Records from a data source
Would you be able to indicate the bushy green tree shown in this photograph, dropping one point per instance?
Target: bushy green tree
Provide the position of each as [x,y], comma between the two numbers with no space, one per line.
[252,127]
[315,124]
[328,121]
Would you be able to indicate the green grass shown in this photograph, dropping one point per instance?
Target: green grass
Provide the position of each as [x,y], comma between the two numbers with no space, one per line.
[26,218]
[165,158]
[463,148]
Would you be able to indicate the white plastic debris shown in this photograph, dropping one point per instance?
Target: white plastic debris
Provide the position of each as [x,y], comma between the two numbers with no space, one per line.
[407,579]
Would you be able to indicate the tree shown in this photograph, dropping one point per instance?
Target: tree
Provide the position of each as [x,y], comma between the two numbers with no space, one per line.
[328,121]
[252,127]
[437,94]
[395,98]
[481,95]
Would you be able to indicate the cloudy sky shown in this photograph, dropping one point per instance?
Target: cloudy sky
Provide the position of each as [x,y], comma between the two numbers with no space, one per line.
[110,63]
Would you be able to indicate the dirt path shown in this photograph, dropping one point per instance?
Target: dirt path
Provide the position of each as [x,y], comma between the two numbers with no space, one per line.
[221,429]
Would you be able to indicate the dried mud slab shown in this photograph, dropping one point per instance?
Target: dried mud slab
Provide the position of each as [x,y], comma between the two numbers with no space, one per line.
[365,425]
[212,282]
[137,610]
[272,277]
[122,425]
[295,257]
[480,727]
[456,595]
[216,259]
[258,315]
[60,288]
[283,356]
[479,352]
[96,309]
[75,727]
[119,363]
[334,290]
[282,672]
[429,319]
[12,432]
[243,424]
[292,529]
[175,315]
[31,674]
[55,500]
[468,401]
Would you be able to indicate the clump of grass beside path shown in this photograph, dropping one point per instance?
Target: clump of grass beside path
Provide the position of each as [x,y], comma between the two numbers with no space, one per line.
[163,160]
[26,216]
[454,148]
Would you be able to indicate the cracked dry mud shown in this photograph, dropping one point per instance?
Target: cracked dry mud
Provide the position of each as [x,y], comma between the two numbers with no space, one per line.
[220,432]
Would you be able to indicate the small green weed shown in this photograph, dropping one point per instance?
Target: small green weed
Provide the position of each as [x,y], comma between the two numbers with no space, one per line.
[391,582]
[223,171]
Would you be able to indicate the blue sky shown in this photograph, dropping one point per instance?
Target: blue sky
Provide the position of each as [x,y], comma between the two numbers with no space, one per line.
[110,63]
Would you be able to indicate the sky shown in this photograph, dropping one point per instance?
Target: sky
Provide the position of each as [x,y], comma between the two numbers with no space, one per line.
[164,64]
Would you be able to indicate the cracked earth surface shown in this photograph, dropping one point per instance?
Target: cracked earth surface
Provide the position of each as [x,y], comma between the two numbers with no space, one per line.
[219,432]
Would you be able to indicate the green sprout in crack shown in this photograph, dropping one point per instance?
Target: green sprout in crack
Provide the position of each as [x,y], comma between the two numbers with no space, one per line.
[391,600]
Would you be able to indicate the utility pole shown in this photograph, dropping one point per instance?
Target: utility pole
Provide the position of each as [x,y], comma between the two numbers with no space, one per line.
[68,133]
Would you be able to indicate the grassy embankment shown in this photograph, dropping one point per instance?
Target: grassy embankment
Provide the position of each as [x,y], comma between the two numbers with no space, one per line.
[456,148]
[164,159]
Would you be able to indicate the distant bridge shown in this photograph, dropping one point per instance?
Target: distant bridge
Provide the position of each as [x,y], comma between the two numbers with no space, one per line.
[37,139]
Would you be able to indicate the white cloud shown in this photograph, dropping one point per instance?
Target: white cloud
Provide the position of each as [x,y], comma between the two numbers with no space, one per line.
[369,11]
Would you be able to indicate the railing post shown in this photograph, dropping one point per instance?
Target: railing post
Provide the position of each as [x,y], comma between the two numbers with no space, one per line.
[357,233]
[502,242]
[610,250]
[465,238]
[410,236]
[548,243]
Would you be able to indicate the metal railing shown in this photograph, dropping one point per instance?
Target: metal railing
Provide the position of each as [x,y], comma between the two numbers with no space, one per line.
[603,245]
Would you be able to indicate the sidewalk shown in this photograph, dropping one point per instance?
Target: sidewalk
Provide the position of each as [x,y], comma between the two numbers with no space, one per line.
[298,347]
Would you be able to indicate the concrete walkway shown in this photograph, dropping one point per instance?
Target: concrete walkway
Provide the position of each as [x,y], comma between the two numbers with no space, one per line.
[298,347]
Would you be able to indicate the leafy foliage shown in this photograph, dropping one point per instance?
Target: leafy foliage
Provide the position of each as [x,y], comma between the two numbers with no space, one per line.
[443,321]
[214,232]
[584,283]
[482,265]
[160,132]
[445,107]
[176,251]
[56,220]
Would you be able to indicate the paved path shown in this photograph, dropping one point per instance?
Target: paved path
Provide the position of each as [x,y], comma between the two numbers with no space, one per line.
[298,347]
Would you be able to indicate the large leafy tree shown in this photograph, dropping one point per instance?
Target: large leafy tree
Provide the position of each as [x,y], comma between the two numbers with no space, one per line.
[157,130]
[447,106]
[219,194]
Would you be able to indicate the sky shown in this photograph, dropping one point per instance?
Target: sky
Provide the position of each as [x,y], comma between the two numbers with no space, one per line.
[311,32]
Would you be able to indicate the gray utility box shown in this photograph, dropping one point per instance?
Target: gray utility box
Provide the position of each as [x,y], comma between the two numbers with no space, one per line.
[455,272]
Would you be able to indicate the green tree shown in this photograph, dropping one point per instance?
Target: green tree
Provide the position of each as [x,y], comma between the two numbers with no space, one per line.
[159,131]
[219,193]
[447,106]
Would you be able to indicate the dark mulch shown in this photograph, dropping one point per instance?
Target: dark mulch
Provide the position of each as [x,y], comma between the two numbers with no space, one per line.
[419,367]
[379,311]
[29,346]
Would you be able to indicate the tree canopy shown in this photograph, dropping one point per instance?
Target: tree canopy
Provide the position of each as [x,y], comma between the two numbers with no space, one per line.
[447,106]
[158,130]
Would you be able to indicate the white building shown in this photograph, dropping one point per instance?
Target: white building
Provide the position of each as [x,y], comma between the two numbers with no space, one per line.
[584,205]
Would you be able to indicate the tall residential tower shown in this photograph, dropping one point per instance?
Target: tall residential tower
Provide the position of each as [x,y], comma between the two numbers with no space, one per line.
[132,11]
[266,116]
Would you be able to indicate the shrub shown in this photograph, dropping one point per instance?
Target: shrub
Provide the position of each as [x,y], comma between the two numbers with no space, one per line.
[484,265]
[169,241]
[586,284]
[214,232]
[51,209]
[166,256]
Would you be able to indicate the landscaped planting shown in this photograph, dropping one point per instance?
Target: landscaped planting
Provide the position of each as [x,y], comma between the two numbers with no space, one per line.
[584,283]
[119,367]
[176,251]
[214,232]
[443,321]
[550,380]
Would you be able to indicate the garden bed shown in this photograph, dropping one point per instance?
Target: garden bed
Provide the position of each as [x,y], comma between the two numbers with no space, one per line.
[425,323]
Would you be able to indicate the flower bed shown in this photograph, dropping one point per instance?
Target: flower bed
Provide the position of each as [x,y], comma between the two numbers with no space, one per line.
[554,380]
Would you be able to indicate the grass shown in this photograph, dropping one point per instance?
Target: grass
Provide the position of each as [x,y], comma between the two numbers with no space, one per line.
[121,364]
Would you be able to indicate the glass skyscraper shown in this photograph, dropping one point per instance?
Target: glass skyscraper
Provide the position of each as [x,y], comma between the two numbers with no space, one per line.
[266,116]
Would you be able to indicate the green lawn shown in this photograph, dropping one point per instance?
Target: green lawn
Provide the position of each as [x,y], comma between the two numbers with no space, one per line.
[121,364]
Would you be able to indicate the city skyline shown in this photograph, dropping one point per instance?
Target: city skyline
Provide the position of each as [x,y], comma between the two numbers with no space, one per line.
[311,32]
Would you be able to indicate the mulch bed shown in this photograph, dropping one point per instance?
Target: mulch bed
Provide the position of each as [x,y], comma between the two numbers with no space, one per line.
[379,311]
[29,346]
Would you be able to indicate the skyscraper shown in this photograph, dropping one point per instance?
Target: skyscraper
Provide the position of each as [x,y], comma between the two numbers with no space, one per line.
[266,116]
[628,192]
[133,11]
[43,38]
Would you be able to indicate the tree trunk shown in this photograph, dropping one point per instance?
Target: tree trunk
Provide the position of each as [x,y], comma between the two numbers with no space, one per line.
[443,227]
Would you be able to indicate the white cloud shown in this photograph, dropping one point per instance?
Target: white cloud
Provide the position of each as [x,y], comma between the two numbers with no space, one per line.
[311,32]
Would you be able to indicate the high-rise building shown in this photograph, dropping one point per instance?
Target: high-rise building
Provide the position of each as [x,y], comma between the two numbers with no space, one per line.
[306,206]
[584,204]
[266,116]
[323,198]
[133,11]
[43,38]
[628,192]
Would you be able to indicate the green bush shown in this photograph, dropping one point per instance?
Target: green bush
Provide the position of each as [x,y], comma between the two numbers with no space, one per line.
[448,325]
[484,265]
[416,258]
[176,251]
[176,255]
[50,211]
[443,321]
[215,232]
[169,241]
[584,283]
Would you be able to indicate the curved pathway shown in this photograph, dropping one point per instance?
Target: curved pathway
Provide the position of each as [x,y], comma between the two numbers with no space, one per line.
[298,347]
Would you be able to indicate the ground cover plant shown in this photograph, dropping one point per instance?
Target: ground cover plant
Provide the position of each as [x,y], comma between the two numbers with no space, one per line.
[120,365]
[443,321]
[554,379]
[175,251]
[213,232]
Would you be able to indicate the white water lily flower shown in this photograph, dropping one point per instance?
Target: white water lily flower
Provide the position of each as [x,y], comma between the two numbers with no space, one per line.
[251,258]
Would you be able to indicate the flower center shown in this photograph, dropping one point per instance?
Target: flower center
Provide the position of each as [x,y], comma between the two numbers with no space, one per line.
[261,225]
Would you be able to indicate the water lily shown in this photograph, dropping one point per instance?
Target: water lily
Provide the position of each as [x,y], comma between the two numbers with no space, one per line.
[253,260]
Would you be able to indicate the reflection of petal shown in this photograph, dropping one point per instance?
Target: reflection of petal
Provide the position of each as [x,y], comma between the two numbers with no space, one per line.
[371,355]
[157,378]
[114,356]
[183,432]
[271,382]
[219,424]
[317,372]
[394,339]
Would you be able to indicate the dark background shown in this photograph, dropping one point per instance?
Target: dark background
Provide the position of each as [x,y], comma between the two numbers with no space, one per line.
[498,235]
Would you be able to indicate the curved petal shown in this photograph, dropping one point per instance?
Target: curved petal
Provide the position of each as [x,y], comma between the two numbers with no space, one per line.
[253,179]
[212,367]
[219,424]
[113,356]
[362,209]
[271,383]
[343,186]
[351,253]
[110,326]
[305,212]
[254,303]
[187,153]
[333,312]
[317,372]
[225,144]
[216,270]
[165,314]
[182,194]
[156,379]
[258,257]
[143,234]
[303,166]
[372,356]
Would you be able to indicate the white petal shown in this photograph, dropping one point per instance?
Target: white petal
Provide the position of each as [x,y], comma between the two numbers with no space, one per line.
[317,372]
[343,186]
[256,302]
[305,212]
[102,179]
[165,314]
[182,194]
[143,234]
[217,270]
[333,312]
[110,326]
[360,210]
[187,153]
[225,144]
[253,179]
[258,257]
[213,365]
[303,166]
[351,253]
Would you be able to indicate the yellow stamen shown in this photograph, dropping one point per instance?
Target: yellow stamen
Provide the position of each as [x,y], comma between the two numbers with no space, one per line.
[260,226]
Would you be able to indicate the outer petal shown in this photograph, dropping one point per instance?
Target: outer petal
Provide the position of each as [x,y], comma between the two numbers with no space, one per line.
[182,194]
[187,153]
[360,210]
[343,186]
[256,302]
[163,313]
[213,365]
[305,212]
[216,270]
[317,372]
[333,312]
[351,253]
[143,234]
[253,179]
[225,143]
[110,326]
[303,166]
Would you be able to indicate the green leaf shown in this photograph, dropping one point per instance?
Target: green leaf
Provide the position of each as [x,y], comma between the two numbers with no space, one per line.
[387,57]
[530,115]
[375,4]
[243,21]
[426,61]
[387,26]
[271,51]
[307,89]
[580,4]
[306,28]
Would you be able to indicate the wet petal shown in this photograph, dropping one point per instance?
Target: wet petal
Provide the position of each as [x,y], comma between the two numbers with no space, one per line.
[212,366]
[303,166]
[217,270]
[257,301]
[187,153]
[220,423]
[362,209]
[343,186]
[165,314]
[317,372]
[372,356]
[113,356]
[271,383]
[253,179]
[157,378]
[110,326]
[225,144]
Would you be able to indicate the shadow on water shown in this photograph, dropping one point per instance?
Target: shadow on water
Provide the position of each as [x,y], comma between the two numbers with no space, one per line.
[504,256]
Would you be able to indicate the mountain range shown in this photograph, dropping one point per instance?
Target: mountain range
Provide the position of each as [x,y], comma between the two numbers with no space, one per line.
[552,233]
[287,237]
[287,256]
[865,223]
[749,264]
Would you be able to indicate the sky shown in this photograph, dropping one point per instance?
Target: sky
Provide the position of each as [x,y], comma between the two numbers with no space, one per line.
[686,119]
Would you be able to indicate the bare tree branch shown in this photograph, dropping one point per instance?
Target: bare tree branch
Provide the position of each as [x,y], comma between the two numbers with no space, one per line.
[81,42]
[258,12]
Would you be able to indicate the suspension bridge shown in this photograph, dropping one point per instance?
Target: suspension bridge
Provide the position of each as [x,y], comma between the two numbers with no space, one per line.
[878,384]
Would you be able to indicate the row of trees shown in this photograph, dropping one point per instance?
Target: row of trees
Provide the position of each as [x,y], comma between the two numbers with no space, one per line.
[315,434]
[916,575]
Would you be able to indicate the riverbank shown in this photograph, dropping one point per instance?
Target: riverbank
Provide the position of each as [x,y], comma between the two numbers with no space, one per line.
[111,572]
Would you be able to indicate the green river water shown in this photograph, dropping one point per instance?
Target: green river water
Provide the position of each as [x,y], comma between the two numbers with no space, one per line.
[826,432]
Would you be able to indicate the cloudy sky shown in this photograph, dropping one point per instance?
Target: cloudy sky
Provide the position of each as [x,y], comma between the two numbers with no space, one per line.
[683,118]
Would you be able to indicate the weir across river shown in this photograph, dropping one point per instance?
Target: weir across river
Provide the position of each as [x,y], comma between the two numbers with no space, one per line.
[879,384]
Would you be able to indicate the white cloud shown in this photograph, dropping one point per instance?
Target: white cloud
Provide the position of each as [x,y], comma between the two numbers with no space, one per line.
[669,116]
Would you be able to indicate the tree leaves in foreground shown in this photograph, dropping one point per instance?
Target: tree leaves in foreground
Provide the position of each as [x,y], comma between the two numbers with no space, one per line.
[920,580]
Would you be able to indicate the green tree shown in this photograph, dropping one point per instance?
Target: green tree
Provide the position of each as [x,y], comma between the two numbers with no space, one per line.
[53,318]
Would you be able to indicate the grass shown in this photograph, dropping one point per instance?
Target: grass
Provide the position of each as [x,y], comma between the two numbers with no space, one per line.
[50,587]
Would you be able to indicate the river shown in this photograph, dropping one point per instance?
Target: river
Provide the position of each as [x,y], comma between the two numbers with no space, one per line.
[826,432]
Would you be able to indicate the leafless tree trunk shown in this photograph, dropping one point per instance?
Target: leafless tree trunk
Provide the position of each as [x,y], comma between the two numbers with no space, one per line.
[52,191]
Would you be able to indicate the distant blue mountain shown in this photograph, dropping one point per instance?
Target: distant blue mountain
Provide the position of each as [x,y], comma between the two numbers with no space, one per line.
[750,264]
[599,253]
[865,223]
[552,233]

**Aim of the exercise:** Give back, exactly as written, the lines from the one with "Would you be able to indicate the river shown" to the last line.

**Exercise answer:**
Would you be able to indicate the river shown in this photograph, dropping one point per instance?
Target: river
Provide the position of each as [x,y], comma between the two numbers with no space, one per line.
[826,432]
Would you be able to indicate the leafless tree trunk shown in this photograph, dropping one point per instance?
Target: leafless tree trunk
Provide the position of each as [x,y], comma between the two numbers with no space, one per line.
[52,191]
Would you be able to indicate the distant blue mountain shown in this photograph, dropping one point per instance?
Target: distant blue mountain
Provide the position of each as [x,y], comma between the two numbers with no space, one per line.
[750,264]
[599,253]
[865,223]
[552,233]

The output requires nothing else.